Task goal:
Restate the lines exactly, starting at the line that contains "Identify the framed" and finishing with the final line of the records.

Saved entries:
[Start of Attachment]

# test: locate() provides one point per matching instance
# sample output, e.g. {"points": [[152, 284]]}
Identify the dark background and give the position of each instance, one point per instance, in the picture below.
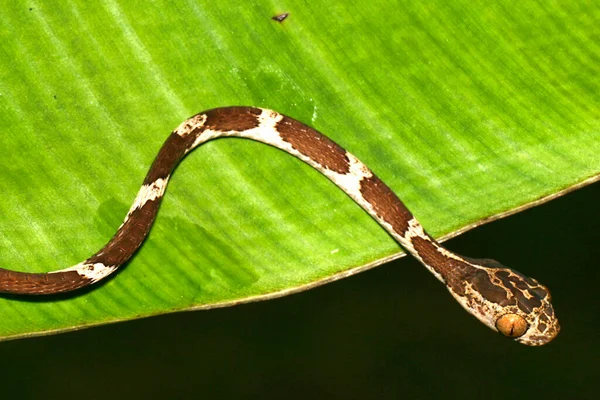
{"points": [[392, 332]]}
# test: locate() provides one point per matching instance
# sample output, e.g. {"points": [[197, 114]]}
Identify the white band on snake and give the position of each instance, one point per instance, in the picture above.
{"points": [[503, 299]]}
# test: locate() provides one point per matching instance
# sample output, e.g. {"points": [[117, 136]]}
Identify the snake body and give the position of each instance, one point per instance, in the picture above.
{"points": [[503, 299]]}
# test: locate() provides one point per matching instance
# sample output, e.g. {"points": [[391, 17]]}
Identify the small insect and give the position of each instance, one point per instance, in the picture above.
{"points": [[280, 17]]}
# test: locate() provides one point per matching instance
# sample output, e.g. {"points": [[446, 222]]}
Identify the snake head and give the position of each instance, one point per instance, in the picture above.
{"points": [[508, 302]]}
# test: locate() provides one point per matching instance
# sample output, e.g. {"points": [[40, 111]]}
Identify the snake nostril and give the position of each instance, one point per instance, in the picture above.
{"points": [[511, 325]]}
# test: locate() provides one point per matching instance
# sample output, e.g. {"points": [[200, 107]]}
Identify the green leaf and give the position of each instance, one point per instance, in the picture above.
{"points": [[468, 110]]}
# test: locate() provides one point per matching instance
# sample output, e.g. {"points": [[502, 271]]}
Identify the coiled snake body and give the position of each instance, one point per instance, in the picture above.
{"points": [[501, 298]]}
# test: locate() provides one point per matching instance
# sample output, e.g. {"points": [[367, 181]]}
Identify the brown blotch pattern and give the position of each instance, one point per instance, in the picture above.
{"points": [[314, 145], [510, 281], [232, 118], [386, 204]]}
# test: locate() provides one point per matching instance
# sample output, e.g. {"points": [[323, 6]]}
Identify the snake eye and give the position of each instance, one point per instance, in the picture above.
{"points": [[511, 325]]}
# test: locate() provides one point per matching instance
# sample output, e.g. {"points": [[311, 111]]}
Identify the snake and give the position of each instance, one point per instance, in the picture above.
{"points": [[503, 299]]}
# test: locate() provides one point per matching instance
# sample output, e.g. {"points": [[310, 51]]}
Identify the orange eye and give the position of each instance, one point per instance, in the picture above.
{"points": [[511, 325]]}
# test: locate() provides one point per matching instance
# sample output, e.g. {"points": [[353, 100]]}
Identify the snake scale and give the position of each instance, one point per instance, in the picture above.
{"points": [[503, 299]]}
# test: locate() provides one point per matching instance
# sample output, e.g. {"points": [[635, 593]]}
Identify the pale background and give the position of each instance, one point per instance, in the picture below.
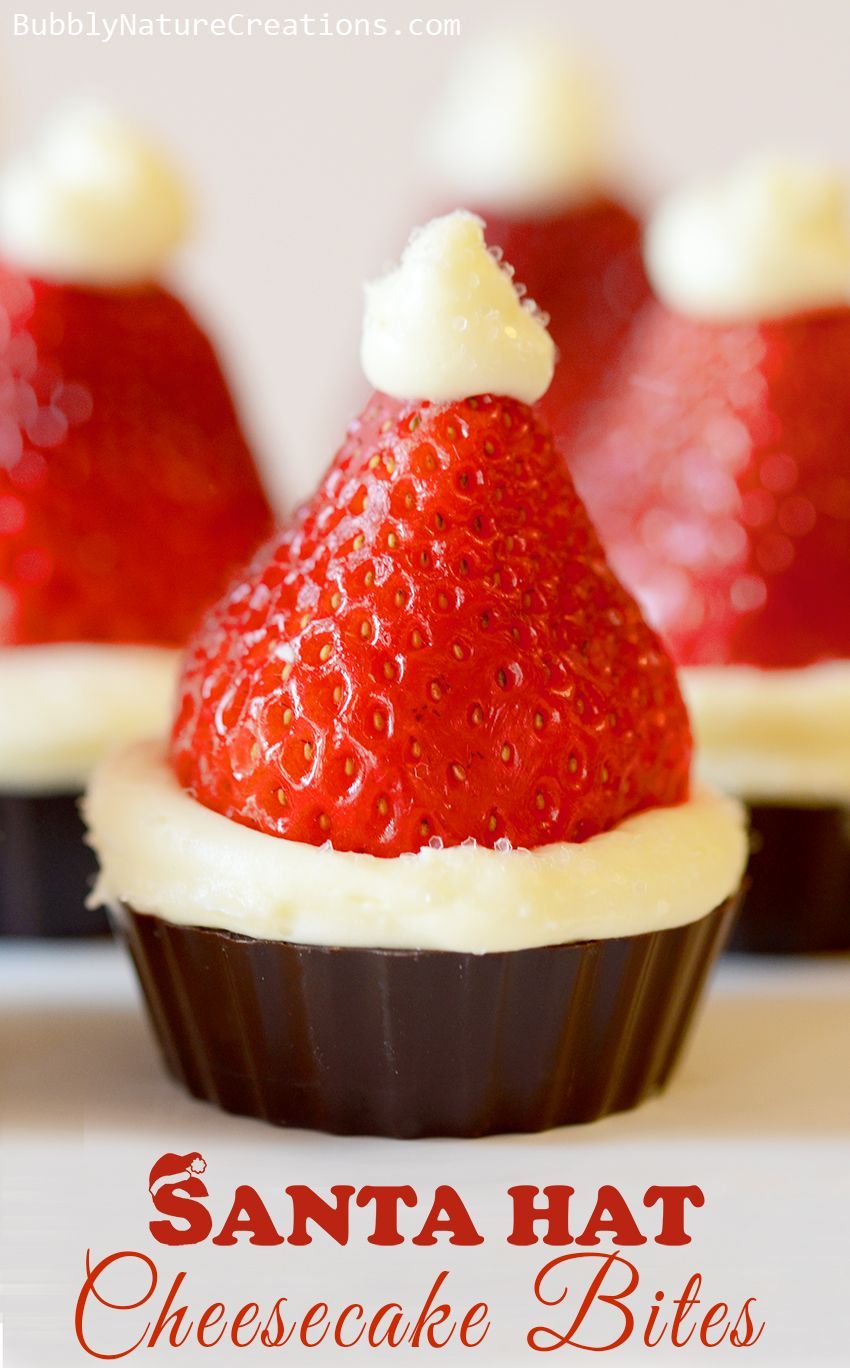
{"points": [[303, 151]]}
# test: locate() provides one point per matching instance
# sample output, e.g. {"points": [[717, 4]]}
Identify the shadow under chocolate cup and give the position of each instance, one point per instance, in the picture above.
{"points": [[45, 867], [422, 1043], [798, 895]]}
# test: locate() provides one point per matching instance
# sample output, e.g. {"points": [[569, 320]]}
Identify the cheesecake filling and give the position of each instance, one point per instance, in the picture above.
{"points": [[523, 127], [768, 241], [162, 852], [779, 736], [449, 322], [62, 706], [95, 203]]}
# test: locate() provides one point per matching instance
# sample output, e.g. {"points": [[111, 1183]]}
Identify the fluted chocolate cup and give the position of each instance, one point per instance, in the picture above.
{"points": [[422, 1043], [798, 896], [45, 867]]}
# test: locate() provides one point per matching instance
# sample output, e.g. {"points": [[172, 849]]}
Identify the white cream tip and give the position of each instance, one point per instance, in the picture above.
{"points": [[768, 241], [95, 203], [449, 322], [523, 126]]}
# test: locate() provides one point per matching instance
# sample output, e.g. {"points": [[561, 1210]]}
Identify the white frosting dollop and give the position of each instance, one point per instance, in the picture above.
{"points": [[163, 852], [775, 735], [768, 241], [522, 127], [93, 204], [449, 322], [63, 706]]}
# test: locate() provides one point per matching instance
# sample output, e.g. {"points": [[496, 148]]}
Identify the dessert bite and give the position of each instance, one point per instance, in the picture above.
{"points": [[426, 750], [127, 491], [523, 137], [717, 469]]}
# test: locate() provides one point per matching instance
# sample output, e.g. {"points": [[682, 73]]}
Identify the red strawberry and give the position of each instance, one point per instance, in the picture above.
{"points": [[582, 266], [434, 647], [717, 469], [127, 493]]}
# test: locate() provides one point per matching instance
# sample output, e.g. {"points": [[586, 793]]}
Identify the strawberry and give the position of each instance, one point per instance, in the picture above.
{"points": [[582, 266], [717, 472], [127, 493], [433, 650]]}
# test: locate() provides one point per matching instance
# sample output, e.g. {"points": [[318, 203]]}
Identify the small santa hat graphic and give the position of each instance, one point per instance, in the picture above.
{"points": [[173, 1170]]}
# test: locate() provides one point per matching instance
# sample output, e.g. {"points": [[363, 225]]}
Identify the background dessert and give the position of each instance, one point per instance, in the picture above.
{"points": [[523, 137], [717, 471], [422, 857], [127, 491]]}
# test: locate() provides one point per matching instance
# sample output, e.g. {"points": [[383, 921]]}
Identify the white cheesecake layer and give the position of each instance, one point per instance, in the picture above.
{"points": [[449, 322], [163, 852], [523, 126], [95, 203], [772, 735], [63, 706], [768, 241]]}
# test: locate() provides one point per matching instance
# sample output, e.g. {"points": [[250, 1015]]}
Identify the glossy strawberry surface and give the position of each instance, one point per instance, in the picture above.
{"points": [[433, 650], [583, 267], [127, 493], [717, 471]]}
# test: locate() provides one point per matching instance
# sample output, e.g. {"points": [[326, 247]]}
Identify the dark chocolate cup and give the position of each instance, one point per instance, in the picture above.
{"points": [[45, 867], [420, 1043], [798, 896]]}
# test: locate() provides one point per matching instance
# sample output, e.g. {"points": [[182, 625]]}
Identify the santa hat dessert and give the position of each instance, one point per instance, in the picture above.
{"points": [[422, 854], [719, 472], [127, 491], [523, 137]]}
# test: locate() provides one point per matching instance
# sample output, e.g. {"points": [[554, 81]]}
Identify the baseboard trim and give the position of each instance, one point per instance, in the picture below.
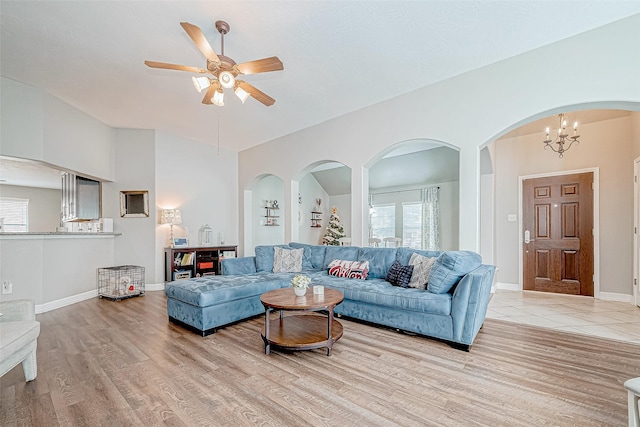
{"points": [[605, 296], [63, 302], [612, 296], [154, 287], [508, 286]]}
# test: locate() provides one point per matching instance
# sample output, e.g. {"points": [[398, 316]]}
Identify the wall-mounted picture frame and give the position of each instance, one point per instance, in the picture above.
{"points": [[180, 242], [134, 204], [179, 275]]}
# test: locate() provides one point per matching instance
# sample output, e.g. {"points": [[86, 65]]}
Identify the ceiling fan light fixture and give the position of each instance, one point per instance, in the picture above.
{"points": [[218, 98], [241, 93], [201, 82], [226, 79]]}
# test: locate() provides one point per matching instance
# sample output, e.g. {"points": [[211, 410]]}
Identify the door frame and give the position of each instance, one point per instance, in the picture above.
{"points": [[596, 223], [636, 231]]}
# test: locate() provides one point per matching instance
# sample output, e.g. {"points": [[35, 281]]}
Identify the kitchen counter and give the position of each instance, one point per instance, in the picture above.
{"points": [[54, 235]]}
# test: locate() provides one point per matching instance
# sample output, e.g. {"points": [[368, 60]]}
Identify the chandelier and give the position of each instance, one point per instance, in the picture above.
{"points": [[563, 141]]}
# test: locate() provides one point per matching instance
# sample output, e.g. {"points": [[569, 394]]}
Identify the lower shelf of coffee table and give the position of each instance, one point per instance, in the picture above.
{"points": [[302, 332]]}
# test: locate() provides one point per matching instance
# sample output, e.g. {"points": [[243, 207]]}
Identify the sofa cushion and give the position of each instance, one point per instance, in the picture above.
{"points": [[264, 257], [346, 253], [421, 269], [380, 260], [287, 260], [404, 254], [313, 256], [379, 292], [242, 265], [449, 268], [213, 290], [399, 275], [16, 335], [350, 269]]}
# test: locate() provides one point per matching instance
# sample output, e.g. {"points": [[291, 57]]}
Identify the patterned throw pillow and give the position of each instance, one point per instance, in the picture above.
{"points": [[399, 275], [421, 269], [287, 260], [349, 269]]}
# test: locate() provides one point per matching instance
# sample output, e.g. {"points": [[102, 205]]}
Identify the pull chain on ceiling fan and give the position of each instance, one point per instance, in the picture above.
{"points": [[223, 69]]}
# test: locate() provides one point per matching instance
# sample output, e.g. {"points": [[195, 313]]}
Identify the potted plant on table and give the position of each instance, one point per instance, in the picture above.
{"points": [[300, 284]]}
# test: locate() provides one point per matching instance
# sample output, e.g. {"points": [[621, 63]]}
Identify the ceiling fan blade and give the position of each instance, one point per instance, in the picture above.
{"points": [[164, 65], [201, 42], [209, 95], [257, 93], [261, 66]]}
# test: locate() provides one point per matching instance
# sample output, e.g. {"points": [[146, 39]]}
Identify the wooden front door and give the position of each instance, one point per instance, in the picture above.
{"points": [[558, 234]]}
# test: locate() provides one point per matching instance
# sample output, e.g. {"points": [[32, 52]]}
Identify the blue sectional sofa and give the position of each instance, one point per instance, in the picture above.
{"points": [[451, 309]]}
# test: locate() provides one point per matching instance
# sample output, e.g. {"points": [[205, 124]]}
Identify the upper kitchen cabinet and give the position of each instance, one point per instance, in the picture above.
{"points": [[80, 198]]}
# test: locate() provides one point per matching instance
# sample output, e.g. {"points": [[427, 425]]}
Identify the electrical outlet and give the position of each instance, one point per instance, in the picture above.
{"points": [[7, 288]]}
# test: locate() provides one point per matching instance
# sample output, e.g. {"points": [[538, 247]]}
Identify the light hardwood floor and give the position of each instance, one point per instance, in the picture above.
{"points": [[106, 363]]}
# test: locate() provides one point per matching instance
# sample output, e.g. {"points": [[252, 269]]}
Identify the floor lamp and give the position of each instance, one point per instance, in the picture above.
{"points": [[171, 217]]}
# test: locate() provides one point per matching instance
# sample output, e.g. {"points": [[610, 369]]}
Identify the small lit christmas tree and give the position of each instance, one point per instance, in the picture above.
{"points": [[334, 230]]}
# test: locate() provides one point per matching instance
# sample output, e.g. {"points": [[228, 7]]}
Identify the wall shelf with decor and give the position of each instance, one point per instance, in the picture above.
{"points": [[316, 219], [271, 217], [187, 262]]}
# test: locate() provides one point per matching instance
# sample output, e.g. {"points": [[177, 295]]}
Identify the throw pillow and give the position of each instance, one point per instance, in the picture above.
{"points": [[421, 269], [449, 268], [349, 269], [287, 260], [399, 275]]}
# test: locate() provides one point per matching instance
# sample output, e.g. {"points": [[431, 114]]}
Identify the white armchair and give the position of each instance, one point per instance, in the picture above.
{"points": [[19, 332]]}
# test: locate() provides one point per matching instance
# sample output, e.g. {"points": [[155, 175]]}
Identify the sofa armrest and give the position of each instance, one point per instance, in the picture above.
{"points": [[17, 310], [470, 301], [243, 265]]}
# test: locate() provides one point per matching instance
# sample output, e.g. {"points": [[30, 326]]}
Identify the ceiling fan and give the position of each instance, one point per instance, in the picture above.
{"points": [[223, 69]]}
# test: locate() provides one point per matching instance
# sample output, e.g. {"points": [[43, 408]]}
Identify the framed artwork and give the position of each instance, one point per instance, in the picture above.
{"points": [[179, 275], [134, 204], [180, 242]]}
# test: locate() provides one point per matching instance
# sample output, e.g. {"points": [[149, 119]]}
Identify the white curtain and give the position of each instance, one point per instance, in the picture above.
{"points": [[431, 219]]}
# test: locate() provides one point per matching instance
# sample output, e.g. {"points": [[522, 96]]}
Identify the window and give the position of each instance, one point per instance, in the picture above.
{"points": [[383, 221], [412, 225], [15, 213]]}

[End of Attachment]

Reply to the exercise:
Identify the framed artwork and give the position of each instance, one point per instance, in the picture above.
{"points": [[179, 275], [134, 204], [180, 242]]}
# test: locate() provides one point per matching instance
# sample output, e.g. {"points": [[149, 119]]}
Identify the white curtain and give the position of each instance, one point per instance, in the picture above.
{"points": [[431, 219]]}
# test: locate() provides one point per matching instance
# sample output, e.g. {"points": [[522, 96]]}
Identify the window and give the position of each instance, one point per instance, in the picture above.
{"points": [[383, 221], [412, 225], [15, 213]]}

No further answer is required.